Natural-language object grounding data -
=== Section Start ===

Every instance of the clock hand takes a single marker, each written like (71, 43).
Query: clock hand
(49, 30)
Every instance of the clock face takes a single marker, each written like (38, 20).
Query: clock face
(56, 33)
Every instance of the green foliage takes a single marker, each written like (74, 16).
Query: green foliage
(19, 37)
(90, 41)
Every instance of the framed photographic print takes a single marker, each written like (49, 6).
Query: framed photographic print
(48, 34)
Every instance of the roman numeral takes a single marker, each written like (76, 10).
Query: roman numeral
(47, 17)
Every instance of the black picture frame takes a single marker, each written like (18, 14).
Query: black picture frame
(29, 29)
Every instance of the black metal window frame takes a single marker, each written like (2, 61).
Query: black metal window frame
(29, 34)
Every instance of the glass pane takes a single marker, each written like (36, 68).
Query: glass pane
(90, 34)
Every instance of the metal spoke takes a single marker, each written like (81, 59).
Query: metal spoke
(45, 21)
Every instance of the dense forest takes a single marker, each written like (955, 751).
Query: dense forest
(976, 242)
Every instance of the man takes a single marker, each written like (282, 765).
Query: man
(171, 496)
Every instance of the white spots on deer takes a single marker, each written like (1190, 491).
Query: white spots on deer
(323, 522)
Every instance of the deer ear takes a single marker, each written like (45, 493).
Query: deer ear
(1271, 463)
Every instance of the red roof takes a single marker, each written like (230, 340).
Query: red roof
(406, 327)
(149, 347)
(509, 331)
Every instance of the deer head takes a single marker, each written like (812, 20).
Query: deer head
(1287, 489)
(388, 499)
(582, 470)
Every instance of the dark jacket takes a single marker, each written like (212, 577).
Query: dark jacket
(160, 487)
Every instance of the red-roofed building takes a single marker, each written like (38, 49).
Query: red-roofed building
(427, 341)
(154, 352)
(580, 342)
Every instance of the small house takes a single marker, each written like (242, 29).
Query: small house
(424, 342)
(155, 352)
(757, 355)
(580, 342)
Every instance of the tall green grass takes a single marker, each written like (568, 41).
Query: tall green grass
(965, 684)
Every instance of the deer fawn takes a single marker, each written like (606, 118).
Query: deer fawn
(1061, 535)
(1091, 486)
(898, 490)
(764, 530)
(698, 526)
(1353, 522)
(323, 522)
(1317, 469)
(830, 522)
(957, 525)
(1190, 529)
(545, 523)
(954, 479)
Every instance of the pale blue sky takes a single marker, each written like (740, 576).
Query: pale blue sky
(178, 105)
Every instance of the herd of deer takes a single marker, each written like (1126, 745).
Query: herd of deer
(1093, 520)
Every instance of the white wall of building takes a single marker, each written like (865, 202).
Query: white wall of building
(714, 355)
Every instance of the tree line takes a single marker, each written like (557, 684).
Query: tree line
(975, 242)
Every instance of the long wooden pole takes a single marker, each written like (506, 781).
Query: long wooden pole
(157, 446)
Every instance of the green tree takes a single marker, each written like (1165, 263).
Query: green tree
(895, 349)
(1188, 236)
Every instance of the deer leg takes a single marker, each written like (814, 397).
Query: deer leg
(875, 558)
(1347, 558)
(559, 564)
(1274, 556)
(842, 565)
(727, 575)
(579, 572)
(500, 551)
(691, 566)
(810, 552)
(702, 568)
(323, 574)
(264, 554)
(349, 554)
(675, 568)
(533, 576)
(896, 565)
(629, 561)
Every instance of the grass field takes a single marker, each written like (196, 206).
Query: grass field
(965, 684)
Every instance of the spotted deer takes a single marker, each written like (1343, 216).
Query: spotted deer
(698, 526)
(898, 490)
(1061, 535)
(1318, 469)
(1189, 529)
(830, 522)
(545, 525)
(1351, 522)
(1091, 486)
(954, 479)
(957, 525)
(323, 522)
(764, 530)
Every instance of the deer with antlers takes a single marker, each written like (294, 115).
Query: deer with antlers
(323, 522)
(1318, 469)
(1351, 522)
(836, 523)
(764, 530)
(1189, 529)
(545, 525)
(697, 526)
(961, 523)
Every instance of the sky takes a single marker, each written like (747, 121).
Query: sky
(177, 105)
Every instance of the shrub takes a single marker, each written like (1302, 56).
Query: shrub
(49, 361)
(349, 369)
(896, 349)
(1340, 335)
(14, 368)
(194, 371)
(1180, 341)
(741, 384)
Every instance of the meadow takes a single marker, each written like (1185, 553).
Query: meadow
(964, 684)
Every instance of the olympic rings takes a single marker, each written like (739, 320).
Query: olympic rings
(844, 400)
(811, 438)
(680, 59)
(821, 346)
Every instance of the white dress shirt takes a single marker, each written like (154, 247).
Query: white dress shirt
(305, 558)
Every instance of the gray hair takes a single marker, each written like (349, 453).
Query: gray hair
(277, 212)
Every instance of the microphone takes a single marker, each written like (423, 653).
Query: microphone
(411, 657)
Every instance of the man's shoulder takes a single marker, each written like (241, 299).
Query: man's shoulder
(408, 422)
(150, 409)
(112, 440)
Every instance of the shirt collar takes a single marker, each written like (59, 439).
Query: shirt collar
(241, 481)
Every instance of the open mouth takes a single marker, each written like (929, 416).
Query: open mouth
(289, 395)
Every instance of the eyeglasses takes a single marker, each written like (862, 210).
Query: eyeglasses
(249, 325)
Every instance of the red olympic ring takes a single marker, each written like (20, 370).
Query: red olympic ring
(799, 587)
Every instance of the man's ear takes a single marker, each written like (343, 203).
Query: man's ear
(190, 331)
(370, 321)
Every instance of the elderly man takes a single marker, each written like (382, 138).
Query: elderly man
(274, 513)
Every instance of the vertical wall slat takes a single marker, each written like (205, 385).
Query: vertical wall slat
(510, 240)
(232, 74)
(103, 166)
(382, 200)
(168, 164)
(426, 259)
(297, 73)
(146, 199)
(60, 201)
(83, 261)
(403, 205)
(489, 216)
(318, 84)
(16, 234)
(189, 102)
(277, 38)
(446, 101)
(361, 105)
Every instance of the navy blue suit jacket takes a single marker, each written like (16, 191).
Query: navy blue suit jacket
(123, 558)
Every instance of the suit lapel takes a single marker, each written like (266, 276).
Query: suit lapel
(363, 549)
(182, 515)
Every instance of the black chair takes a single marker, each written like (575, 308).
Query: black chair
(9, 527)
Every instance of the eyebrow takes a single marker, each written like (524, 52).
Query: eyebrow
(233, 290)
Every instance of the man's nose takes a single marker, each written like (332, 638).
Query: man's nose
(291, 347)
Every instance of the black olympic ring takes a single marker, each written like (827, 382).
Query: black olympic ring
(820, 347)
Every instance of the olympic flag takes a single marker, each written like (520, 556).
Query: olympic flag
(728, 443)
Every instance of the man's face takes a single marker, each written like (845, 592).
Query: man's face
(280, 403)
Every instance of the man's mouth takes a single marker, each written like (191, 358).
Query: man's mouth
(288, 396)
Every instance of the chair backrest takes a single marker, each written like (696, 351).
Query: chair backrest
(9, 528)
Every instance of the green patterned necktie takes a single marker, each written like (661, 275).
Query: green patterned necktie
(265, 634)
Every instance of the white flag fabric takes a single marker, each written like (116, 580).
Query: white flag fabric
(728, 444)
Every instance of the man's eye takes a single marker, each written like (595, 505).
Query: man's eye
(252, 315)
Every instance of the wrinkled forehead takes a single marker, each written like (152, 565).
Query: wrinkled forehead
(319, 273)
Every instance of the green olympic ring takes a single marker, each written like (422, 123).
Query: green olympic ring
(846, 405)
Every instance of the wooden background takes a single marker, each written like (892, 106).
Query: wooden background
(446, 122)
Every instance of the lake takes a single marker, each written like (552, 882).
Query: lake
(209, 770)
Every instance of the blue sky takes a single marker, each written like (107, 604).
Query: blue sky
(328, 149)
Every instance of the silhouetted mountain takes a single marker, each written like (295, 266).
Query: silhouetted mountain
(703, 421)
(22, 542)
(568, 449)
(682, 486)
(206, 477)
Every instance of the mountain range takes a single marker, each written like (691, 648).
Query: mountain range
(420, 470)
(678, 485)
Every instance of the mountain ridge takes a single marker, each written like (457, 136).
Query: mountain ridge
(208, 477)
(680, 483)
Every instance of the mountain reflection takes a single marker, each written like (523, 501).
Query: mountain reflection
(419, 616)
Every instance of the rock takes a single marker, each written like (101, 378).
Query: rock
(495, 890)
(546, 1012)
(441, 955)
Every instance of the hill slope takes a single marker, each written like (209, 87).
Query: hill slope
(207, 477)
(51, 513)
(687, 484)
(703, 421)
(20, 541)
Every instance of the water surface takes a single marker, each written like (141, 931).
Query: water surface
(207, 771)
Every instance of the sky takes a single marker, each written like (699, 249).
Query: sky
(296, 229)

=== Section End ===

Assignment - From the records above, copy only the lines starting with the line that holds "Every instance of the mountain ridge" and going on through the line that holds "like (699, 249).", exactly as written.

Your solution -
Every instance of the mountain ridge takes a single marker, each written like (457, 136).
Query: mountain ridge
(208, 477)
(680, 483)
Every instance of the mountain reflection takes a single marker, each written like (523, 501).
Query: mountain reflection
(419, 616)
Every instance of the rock takes a single marker, each written like (101, 378).
Query: rock
(495, 890)
(546, 1012)
(441, 955)
Every instance of the hill slope takes a single marker, each written like (209, 87).
Query: hill slope
(207, 477)
(51, 513)
(687, 484)
(703, 421)
(20, 541)
Every instance of the water surface takes a single marker, each written like (141, 931).
Query: water surface
(207, 771)
Every instance of the sky takes a single marker, each written like (699, 249).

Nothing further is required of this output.